[Start PASSAGE TO READ]
Source & Publisher Item Identifier: PRZEGLĄD ELEKTROTECHNICZNY (Electrical Review), ISSN 0033-2097, R. 88 NR 5a/2012

Roof Integrated Grid Connected PV Systems Capacity in Gran Canaria Island

Published by Norberto ANGULO1, Antonio PULIDO1, Felipe DÍAZ1, Fabián DÉNIZ1, Expedito SÁNCHEZ1, Rafael SÁNCHEZ2, Universidad de Las Palmas de Gran Canaria (1), Mancomunidad del Sureste de Gran Canaria (2)


Abstract. The main aim of this paper is to determine the photovoltaic capacity of Gran Canaria Island, part of the Canary Islands, an archipelago with high levels of solar irradiation. The method: an individual research focused on each municipality of the island, calculating the energy to be produced by each of them, separately. From the analysis, it can be concluded that the best option for PV in the island is the building integrated systems, especially the roof integrated ones.

Streszczenie. Celem pracy jest określenie możliwości fotowoltaicznych wispy Gran Canaria w archipelago wysp Kanaryjskich o bardzo dużym nasłonecznieniu. W konkluzji stwierdzono że najlepszym rozwiązaniem jest budowa zintegrowanego systemu dachowego. (Dachowy zintegrowany system fotowoltaiczny na wyspach Kanaryjskich)
[End PASSAGE TO READ]
(WRITTEN EXERCISE): Reproduce word for word the part of the Gran Canaria solar power text starting with "Source & Publisher" and going on through "roof integrated ones.".
[Start ITEMS]
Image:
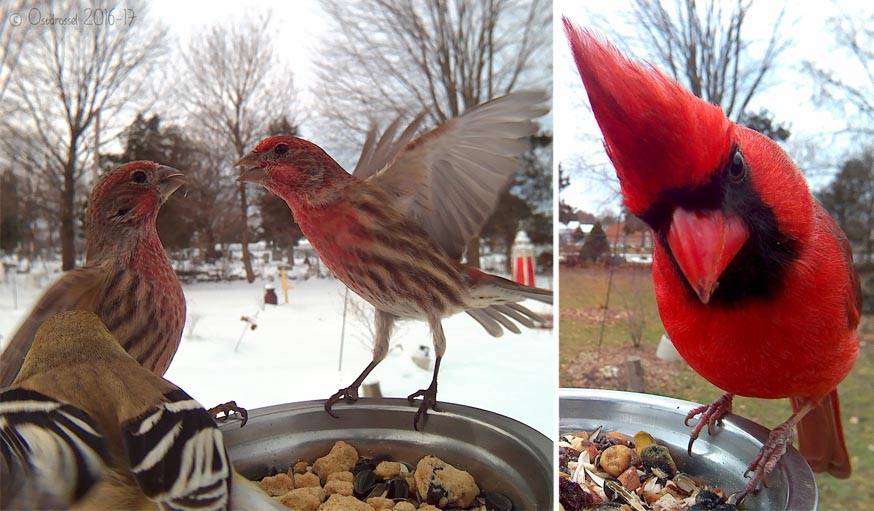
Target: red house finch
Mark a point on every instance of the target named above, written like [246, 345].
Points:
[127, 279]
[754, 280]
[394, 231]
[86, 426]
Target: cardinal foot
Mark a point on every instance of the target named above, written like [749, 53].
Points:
[End ITEMS]
[Start ITEMS]
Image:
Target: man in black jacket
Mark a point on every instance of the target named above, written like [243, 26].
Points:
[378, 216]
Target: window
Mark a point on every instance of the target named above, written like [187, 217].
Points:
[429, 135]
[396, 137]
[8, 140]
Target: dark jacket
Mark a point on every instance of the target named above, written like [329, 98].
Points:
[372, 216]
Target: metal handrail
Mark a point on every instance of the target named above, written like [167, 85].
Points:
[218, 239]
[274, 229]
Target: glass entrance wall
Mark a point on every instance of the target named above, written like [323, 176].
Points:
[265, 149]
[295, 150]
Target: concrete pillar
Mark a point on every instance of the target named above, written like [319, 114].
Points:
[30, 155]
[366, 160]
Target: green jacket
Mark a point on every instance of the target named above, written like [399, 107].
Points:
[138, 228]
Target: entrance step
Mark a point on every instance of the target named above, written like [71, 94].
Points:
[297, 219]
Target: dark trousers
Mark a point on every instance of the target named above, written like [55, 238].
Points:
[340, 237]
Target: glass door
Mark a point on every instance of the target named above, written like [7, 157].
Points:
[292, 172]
[End ITEMS]
(ANSWER FOR THIS EXERCISE):
Source & Publisher Item Identifier: PRZEGLĄD ELEKTROTECHNICZNY (Electrical Review), ISSN 0033-2097, R. 88 NR 5a/2012

Roof Integrated Grid Connected PV Systems Capacity in Gran Canaria Island

Published by Norberto ANGULO1, Antonio PULIDO1, Felipe DÍAZ1, Fabián DÉNIZ1, Expedito SÁNCHEZ1, Rafael SÁNCHEZ2, Universidad de Las Palmas de Gran Canaria (1), Mancomunidad del Sureste de Gran Canaria (2)


Abstract. The main aim of this paper is to determine the photovoltaic capacity of Gran Canaria Island, part of the Canary Islands, an archipelago with high levels of solar irradiation. The method: an individual research focused on each municipality of the island, calculating the energy to be produced by each of them, separately. From the analysis, it can be concluded that the best option for PV in the island is the building integrated systems, especially the roof integrated ones.